## TASK OBJECTIVE:
Count the lines in the entries below that contain the string "clay", treating uppercase and lowercase as different, and reply with only the number.

———

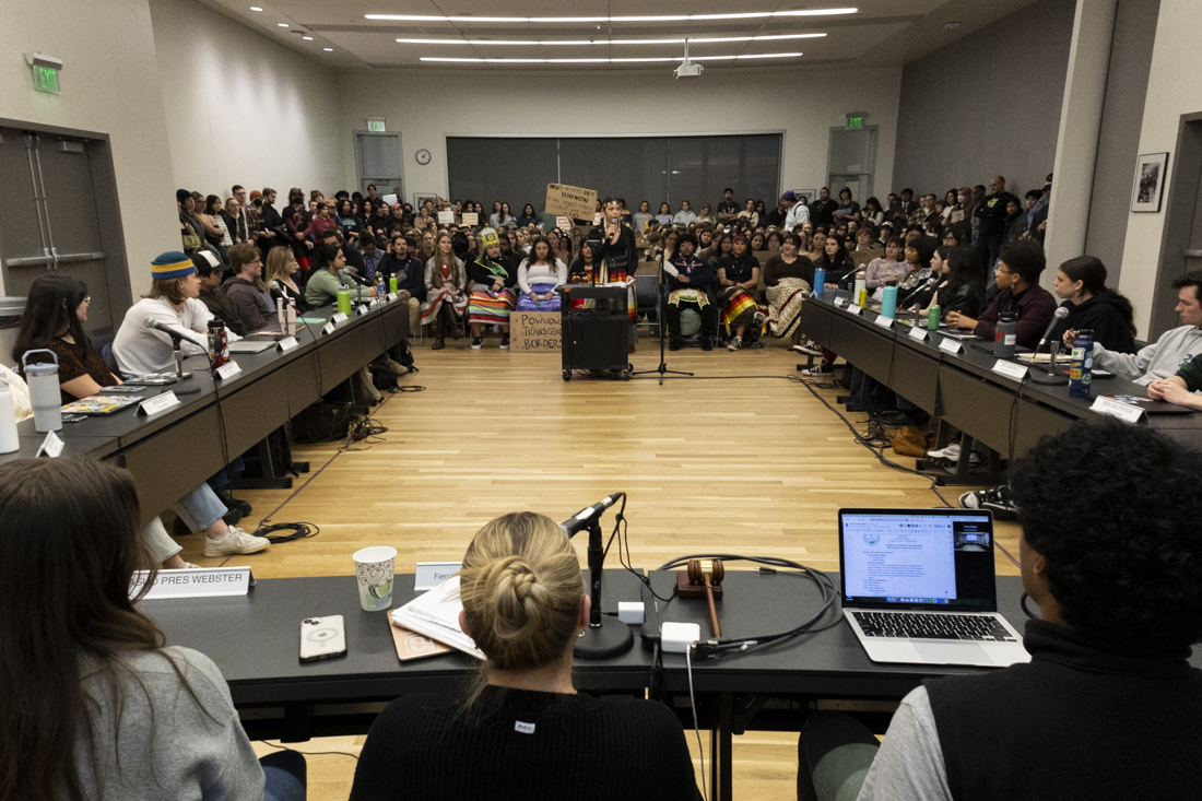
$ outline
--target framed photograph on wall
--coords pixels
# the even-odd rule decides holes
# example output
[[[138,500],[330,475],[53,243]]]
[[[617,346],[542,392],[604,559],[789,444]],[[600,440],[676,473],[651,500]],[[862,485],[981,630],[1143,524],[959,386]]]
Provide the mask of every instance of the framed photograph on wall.
[[[1167,153],[1146,153],[1135,166],[1135,185],[1131,188],[1132,212],[1159,212],[1165,196],[1165,171],[1168,168]]]

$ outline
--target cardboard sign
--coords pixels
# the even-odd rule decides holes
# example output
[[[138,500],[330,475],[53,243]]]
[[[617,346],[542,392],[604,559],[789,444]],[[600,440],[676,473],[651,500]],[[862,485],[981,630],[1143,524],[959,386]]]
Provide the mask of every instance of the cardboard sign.
[[[130,598],[145,583],[148,571],[138,570],[130,580]],[[143,595],[157,598],[220,598],[245,595],[255,583],[250,568],[200,568],[188,570],[160,570],[154,585]]]
[[[597,207],[596,190],[564,184],[547,184],[547,214],[563,214],[573,220],[589,220]]]
[[[513,312],[510,326],[510,350],[514,354],[558,354],[563,349],[559,312]]]

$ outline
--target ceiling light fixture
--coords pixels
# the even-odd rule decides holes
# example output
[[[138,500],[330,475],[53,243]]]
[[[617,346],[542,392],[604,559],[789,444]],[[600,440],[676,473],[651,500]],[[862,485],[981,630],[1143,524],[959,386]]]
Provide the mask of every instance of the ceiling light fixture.
[[[804,8],[798,11],[751,11],[730,14],[665,14],[655,17],[435,17],[430,14],[363,14],[364,19],[387,22],[492,22],[492,23],[648,23],[714,19],[766,19],[773,17],[826,17],[855,14],[859,8]]]
[[[519,38],[398,38],[401,44],[536,44],[589,46],[589,44],[707,44],[716,42],[769,42],[786,38],[819,38],[826,34],[778,34],[773,36],[722,36],[716,38],[578,38],[578,40],[519,40]]]

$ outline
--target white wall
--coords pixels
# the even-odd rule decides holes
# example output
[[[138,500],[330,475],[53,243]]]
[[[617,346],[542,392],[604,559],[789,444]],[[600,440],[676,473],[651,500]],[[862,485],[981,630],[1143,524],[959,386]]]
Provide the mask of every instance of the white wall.
[[[344,72],[340,147],[343,183],[356,184],[352,131],[368,117],[385,117],[400,131],[405,191],[447,194],[446,136],[571,134],[755,134],[785,131],[785,186],[826,183],[832,126],[847,112],[867,112],[877,125],[874,192],[888,192],[893,176],[900,67],[833,71],[708,69],[696,81],[677,81],[668,67],[654,72],[416,71]],[[541,100],[543,113],[531,113]],[[531,129],[531,120],[546,127]],[[433,155],[421,166],[418,149]],[[883,189],[882,189],[883,188]],[[593,189],[593,188],[590,188]],[[603,186],[595,188],[605,191]]]
[[[64,60],[61,95],[34,91],[32,51]],[[109,136],[135,296],[179,248],[157,72],[147,0],[0,0],[0,118]]]
[[[341,188],[334,70],[195,0],[150,0],[178,186]]]
[[[1172,176],[1176,164],[1173,159],[1177,154],[1173,149],[1177,147],[1180,115],[1202,111],[1202,81],[1198,81],[1198,76],[1202,75],[1200,30],[1202,30],[1202,2],[1160,1],[1156,43],[1152,53],[1148,96],[1144,101],[1143,125],[1139,131],[1139,153],[1168,152],[1168,176]],[[1127,204],[1133,179],[1132,160],[1125,195]],[[1170,191],[1172,185],[1166,184],[1165,197]],[[1155,284],[1156,254],[1160,253],[1164,226],[1164,210],[1156,214],[1127,215],[1119,291],[1131,298],[1135,305],[1135,320],[1141,337],[1148,334],[1153,298],[1158,292],[1172,291],[1167,286],[1158,287]]]

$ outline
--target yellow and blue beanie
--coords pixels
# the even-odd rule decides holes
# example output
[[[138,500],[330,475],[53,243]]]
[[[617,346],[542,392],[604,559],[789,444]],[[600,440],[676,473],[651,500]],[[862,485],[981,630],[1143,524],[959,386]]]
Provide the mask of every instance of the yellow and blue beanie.
[[[168,250],[167,253],[159,254],[159,256],[150,262],[150,278],[155,280],[183,278],[184,275],[191,275],[195,272],[196,265],[192,263],[192,260],[178,250]]]

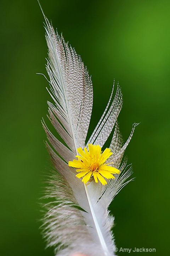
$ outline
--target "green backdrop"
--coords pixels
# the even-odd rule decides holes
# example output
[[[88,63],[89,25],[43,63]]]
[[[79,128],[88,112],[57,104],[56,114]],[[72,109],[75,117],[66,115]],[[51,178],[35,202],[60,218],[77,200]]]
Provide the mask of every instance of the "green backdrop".
[[[118,250],[169,254],[170,2],[41,0],[45,13],[80,54],[92,76],[94,108],[89,135],[107,105],[114,79],[124,99],[119,118],[135,181],[110,207]],[[0,255],[50,256],[45,250],[39,198],[50,168],[41,119],[47,48],[36,0],[1,1]],[[118,252],[120,256],[139,253]]]

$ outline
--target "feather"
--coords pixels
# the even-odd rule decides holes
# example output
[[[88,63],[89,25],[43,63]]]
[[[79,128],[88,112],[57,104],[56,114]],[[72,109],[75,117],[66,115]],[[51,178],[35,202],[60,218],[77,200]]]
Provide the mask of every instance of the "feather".
[[[108,208],[115,195],[131,180],[126,181],[132,173],[131,167],[126,167],[126,159],[122,159],[136,124],[123,144],[117,121],[122,107],[122,94],[118,85],[113,98],[113,86],[105,110],[85,145],[92,110],[91,79],[80,56],[44,17],[49,49],[48,90],[53,102],[48,102],[49,118],[65,144],[52,134],[43,121],[51,144],[47,143],[46,146],[55,170],[48,181],[45,196],[50,198],[50,202],[45,205],[44,236],[47,246],[53,246],[58,256],[76,253],[89,256],[114,255],[110,231],[114,218]],[[87,148],[88,144],[102,148],[114,127],[110,146],[113,154],[108,160],[111,166],[119,169],[120,174],[116,174],[115,178],[109,180],[105,186],[94,179],[87,184],[83,183],[76,177],[76,170],[69,166],[68,162],[79,154],[78,148]]]

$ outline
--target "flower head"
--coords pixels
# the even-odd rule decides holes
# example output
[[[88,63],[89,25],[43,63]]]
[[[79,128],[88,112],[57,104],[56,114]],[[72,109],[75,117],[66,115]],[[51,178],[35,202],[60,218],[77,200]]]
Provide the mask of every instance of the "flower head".
[[[88,148],[89,151],[84,148],[84,151],[81,148],[78,148],[77,150],[80,155],[75,156],[78,160],[69,161],[68,165],[78,168],[76,171],[80,172],[76,176],[79,178],[84,176],[82,181],[84,183],[86,183],[93,177],[96,182],[98,182],[98,179],[102,185],[105,185],[107,182],[103,177],[108,179],[114,178],[113,174],[120,172],[119,170],[108,165],[112,162],[106,163],[106,160],[112,153],[108,148],[102,152],[101,148],[98,145],[88,144]]]

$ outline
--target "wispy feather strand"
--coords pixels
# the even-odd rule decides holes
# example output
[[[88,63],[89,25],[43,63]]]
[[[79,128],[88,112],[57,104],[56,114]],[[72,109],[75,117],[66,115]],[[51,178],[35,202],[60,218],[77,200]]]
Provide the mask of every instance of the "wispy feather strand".
[[[86,146],[92,110],[91,79],[80,57],[44,18],[49,48],[46,69],[50,78],[49,92],[54,103],[48,102],[49,118],[67,146],[57,139],[43,122],[52,148],[47,143],[47,146],[57,171],[53,172],[49,181],[45,196],[50,198],[51,202],[45,206],[47,211],[44,219],[44,236],[47,246],[53,246],[58,256],[70,256],[78,252],[89,256],[112,256],[115,246],[110,230],[114,218],[109,214],[108,208],[130,180],[126,181],[132,173],[130,166],[126,170],[126,159],[120,165],[136,124],[123,145],[117,121],[122,105],[118,85],[114,98],[113,88],[105,110]],[[116,174],[115,178],[109,180],[106,186],[94,181],[84,184],[75,177],[75,170],[68,166],[68,162],[75,158],[79,147],[92,143],[102,147],[114,127],[110,146],[113,154],[108,161],[114,162],[112,166],[119,169],[120,174]]]

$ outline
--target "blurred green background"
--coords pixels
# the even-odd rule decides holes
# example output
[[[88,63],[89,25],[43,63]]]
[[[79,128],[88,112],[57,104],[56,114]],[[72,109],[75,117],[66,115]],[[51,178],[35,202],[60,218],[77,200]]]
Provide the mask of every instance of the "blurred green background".
[[[169,255],[170,2],[41,0],[45,13],[79,54],[92,76],[90,135],[107,105],[113,80],[124,99],[119,118],[134,181],[118,195],[116,244]],[[50,256],[39,220],[50,165],[41,119],[50,97],[43,17],[36,0],[1,1],[0,256]],[[138,254],[120,252],[121,255]]]

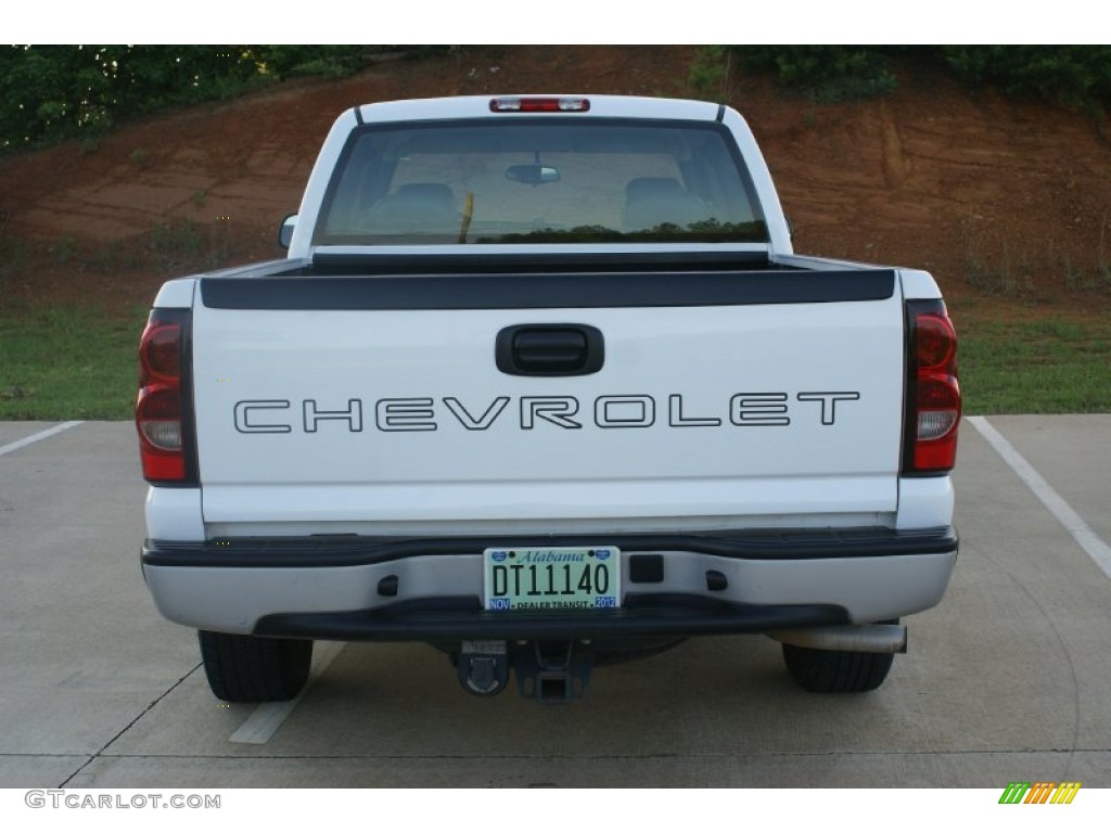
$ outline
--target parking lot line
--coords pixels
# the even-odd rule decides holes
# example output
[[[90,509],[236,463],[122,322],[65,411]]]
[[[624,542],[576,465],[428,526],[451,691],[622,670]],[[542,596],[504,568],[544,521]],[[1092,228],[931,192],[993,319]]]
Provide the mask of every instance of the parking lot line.
[[[1111,546],[1108,546],[1103,539],[1095,534],[1095,531],[1088,525],[1084,519],[1065,503],[1057,490],[1045,482],[1045,479],[988,422],[985,416],[969,416],[968,421],[989,442],[995,453],[1003,458],[1003,461],[1011,466],[1019,479],[1030,488],[1030,491],[1064,526],[1073,540],[1083,548],[1084,552],[1103,571],[1103,574],[1111,579]]]
[[[18,451],[19,449],[26,448],[31,443],[38,442],[39,440],[46,440],[48,436],[53,436],[54,434],[60,434],[62,431],[68,431],[71,428],[80,425],[84,420],[73,420],[71,422],[62,422],[53,428],[48,428],[46,431],[40,431],[37,434],[31,434],[30,436],[24,436],[22,440],[17,440],[16,442],[10,442],[7,445],[0,445],[0,456],[8,454],[12,451]]]
[[[301,689],[301,693],[284,703],[260,703],[251,712],[251,716],[244,720],[243,724],[228,740],[231,743],[266,743],[273,737],[274,732],[281,727],[286,719],[293,713],[297,704],[301,702],[304,692],[324,673],[332,660],[343,650],[343,642],[318,642],[312,672],[309,674],[309,681]]]

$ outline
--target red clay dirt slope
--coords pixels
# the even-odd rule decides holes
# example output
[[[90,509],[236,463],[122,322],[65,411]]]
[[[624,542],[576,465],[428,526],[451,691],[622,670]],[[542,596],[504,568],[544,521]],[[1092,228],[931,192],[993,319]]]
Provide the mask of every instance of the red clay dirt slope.
[[[0,159],[0,293],[149,304],[200,265],[281,257],[279,220],[334,117],[397,98],[557,91],[690,96],[690,47],[471,47],[132,121]],[[903,67],[883,98],[819,106],[734,72],[795,250],[934,272],[948,297],[1073,312],[1111,301],[1107,123]]]

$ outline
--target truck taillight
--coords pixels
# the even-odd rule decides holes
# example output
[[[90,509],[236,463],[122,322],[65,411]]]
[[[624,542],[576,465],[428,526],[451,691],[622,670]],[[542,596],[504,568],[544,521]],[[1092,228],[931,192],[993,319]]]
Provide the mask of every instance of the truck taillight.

———

## OUTPUT OF THE EXERCISE:
2